*Assignment*
Each line of the data below that holds the word "region" is to be reported in full.

*Dataset content*
▽

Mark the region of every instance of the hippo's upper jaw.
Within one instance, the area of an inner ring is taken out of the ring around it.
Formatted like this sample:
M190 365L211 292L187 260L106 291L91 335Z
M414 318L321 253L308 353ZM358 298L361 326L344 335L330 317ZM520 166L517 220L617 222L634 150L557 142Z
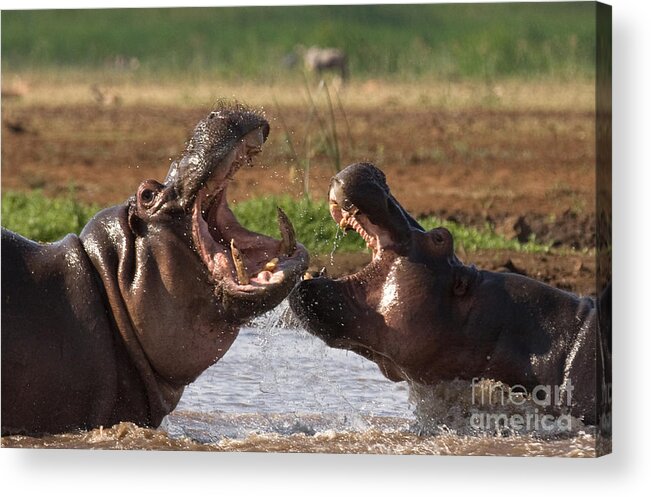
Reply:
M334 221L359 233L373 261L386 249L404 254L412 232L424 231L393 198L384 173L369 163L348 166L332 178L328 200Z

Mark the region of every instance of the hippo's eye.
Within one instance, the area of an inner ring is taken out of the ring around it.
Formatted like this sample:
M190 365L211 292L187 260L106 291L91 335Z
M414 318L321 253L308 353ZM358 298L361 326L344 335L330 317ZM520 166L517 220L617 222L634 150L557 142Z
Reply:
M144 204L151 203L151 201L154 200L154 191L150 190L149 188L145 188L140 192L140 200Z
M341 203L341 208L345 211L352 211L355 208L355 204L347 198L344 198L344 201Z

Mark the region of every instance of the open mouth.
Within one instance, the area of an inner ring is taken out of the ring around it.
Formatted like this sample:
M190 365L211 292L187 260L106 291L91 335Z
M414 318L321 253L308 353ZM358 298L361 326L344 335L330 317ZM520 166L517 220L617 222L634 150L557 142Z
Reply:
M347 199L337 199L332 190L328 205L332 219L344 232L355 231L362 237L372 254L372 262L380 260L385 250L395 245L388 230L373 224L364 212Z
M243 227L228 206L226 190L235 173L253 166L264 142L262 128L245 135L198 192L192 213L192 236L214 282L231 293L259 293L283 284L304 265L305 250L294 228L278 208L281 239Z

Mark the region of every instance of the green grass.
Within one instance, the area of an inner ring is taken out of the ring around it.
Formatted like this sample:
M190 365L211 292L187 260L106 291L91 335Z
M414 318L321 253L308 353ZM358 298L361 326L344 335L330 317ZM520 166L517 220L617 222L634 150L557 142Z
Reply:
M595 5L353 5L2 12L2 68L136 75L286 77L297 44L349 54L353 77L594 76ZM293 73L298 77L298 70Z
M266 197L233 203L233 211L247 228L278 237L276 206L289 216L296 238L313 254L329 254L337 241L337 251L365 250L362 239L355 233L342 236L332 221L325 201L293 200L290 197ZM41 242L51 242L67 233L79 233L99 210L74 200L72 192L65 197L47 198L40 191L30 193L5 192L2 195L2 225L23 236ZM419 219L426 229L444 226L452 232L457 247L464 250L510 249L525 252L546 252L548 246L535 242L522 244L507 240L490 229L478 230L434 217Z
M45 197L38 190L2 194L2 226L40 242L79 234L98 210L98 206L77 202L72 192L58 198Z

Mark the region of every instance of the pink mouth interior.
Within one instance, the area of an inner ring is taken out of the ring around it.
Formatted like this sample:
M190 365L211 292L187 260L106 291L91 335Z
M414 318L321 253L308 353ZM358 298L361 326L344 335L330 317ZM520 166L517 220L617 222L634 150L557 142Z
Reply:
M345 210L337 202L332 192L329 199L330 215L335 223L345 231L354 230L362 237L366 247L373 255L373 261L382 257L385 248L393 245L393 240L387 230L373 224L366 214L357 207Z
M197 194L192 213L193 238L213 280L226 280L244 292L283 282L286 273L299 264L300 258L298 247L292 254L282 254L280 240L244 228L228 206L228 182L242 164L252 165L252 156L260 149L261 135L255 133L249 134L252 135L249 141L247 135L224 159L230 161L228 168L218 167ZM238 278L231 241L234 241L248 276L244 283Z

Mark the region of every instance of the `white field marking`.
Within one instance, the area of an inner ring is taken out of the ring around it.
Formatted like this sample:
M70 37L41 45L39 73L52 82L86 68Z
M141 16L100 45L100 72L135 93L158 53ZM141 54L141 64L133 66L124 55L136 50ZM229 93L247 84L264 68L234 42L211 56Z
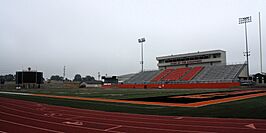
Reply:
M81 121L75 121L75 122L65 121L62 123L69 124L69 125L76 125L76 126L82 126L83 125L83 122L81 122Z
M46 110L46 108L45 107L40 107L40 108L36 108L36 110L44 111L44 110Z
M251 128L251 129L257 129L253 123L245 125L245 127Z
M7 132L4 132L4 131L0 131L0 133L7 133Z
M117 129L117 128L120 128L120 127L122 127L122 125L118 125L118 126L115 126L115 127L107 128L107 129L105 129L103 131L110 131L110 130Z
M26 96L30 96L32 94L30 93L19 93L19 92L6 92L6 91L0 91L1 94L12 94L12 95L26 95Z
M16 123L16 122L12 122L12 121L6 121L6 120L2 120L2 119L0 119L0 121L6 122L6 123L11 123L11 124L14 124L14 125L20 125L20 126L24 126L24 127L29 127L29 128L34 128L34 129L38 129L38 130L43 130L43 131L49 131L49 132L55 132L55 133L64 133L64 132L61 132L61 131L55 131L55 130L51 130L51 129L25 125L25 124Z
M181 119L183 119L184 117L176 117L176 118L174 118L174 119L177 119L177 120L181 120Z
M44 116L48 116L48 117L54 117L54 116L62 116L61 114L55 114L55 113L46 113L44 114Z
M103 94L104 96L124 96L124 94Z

△

*Output*
Mark the region of every instance of the hippo's upper jaw.
Mark the region of every instance of the hippo's eye.
Mark the region of every instance of the open mouth.
Mark the region of every instance of the green grass.
Mark the region of every instance of the pink mouth interior.
Mark the region of every instance of the `white field marking`.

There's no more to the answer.